### Objetivo do exercício
Resuma em duas frases o texto sobre a leitura que Sterckx faz de Tintin.

### Excerto fornecido
_ _ _ _ _
Outro dos frutos desta atitude é corrigir ou trazer uma nova luz sobre conceitos, à partida, indiscutíveis e, por essa mesma razão, empedernidos, inúteis. Para Sterckx, o realismo, tantas vezes sublinhado como uma das grandes qualidades de Tintin, é muitas vezes entendido como “o oposto do imaginário”, levando a que “esse binómio projecte ou introjecte sempre as mesmas estruturas infantilizantes” – o que o autor sublinha é que Tintin pretende ficar sempre num território em que evite tornar-se adulto, nunca “encontrando o pai” (mesmo que Haddock possa parecer um estranho substituto). O realismo, portanto, “não se deve procurar na precisão documental de Hergé, mas na sua capacidade de não deixar nada de fora para que possa surgir um real”. “Criar pela imaginação é transfigurar o objecto, mergulhando-o em durações activas: aquelas do criador e aquelas do seu leitor-espectador”. E é esse real, partilhado e partilhável, o de Tintin e o dos leitores, que deve ser acentuado, explorado, criticado, pelos discursos secundários [se bem que este adjectivo não deva ser entendido como moral, uma vez que são muitas vezes os discursos críticos aqueles que permitem fazer emergir o sentido profundo, uma esperança de vida, naquelas obras que parecem passar em silêncio].
No entanto, uma questão delicada ganha aqui corpo. Sterckx não pretende esconder as dimensões e facetas da obra e Hergé que dão o flanco à crítica política ou cultural. O autor indica que “il y a un côté petit-bourgeois chez Tintin, le versant purificateur de la droite et de sa phobie du changement”. Mas o defeso que parece construir em relação à obra não é claro quanto à sua impermeabilidade pertinente. Expliquemos. Por vezes, há a sensação – não apenas em relação a Tintin, mas a muitas obras “clássicas” da banda desenhada, e até noutros territórios – de que apenas podem existir duas posições antagónicas: as dos detractores da obra que partem desde logo com um conjunto de acusações a fazer e que, depois, procuram através de todos e quaisquer argumentos (que muitas vezes se desequilibram nalgumas das suas estratégias, como acontece com Ana Bravo, Serge Tisseron e Hugo Frey) encontrar pistas de desconstrução na obra; por outro, a dos aduladores que, para salvaguardar um prazer que lhes foi incutido numa primeira leitura, “inocente” e “pura”, se recusam a sequer começar a pensar na procura de um caminho crítico, no medo de perderem essa mesma “inocência” e “pureza”, cuja ilusão pretendem manter. Sterckx sublinha em demasia, por vezes, a necessidade de ultrapassar a leitura crítica social, política, cultural, para se poder mergulhar melhor nas forças de valor estético de Tintin. Jamais indica proibir a sua crítica, mas parece dar um peso substancial, quase exclusivo, a essa dimensão. No entanto, excluirá a dimensão estética a ética? Não poderemos encontrar na dimensão ética algo que reforce a estética? Não haverá uma maior musculatura numa análise que conte com ambas (ou outras mais em conjunto)?
_ _ _ _ _
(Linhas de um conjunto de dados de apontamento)
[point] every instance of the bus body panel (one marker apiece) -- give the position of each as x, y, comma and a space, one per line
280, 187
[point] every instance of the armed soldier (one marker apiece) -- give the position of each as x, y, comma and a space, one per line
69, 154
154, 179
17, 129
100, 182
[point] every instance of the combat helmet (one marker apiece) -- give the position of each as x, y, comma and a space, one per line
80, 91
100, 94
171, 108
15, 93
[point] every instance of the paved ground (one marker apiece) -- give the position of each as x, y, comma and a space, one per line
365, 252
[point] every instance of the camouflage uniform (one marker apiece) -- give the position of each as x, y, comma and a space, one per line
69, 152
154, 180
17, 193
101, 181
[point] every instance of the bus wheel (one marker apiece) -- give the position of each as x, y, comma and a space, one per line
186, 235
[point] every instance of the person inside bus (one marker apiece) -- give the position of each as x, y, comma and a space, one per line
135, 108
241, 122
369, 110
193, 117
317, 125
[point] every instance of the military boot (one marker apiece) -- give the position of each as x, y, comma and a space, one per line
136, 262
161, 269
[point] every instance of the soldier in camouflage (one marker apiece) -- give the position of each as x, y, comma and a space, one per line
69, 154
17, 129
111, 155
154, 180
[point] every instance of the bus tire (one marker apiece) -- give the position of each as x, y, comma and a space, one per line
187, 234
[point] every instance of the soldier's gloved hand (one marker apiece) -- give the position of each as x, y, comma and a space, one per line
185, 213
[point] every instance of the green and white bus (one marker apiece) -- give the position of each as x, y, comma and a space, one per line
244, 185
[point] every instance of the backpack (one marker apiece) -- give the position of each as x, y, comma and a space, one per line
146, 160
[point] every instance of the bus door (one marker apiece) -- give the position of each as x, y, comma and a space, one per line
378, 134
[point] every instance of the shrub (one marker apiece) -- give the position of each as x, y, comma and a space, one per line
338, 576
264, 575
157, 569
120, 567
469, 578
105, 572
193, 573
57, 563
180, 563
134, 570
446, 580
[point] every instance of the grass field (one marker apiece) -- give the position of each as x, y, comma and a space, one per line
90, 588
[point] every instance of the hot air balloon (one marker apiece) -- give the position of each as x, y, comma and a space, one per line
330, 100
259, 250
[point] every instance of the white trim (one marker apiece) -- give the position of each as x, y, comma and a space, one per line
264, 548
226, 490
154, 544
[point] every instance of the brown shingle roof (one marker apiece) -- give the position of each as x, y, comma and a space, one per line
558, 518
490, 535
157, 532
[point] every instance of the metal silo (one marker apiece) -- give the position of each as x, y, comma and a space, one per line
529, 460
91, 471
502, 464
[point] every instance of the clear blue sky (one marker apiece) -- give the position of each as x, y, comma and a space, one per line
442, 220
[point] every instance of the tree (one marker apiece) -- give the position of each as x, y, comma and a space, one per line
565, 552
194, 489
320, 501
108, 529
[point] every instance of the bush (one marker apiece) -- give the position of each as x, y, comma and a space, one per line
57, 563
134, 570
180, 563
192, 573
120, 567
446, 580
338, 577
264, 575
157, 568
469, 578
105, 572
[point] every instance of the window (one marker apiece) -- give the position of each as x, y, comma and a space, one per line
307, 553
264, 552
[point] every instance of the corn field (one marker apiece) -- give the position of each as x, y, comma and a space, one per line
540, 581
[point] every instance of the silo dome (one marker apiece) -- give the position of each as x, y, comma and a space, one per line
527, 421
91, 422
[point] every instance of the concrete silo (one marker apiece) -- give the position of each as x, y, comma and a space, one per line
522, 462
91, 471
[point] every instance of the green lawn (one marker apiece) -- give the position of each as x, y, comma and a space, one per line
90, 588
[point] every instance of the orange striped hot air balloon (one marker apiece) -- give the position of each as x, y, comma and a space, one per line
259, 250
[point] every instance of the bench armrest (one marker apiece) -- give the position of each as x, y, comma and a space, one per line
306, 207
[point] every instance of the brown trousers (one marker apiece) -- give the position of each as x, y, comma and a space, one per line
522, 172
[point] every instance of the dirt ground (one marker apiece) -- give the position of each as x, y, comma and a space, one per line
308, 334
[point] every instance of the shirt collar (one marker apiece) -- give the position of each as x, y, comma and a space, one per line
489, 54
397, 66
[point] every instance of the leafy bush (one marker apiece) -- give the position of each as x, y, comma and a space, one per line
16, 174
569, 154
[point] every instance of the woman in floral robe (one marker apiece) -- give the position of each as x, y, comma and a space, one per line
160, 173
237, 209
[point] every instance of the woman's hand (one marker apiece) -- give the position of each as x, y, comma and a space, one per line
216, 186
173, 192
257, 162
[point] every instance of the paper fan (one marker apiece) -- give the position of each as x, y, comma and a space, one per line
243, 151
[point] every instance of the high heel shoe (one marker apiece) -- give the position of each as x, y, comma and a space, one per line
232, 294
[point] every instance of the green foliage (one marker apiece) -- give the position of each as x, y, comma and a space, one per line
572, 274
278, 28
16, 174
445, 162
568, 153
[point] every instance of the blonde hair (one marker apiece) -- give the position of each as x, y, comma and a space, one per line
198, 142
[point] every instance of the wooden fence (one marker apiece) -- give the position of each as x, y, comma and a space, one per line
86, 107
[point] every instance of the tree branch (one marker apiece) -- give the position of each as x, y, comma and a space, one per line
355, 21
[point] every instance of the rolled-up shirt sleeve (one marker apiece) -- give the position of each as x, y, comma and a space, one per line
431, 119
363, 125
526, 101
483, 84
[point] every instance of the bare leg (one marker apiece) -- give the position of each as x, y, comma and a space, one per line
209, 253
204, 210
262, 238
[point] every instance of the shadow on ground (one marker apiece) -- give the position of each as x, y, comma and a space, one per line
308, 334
_ _ _ _ _
### Resultado do exercício
Para Sterckx, o realismo de Tintin não está na precisão documental de Hergé, mas na sua capacidade de não deixar nada de fora para que surja um real partilhado por Tintin e pelos leitores, que os discursos críticos devem explorar. O texto reconhece que Sterckx não esconde as facetas da obra que se prestam à crítica política ou cultural, mas considera que ele atribui um peso quase exclusivo à dimensão estética, e pergunta se uma análise que conte com a ética e a estética não teria maior força.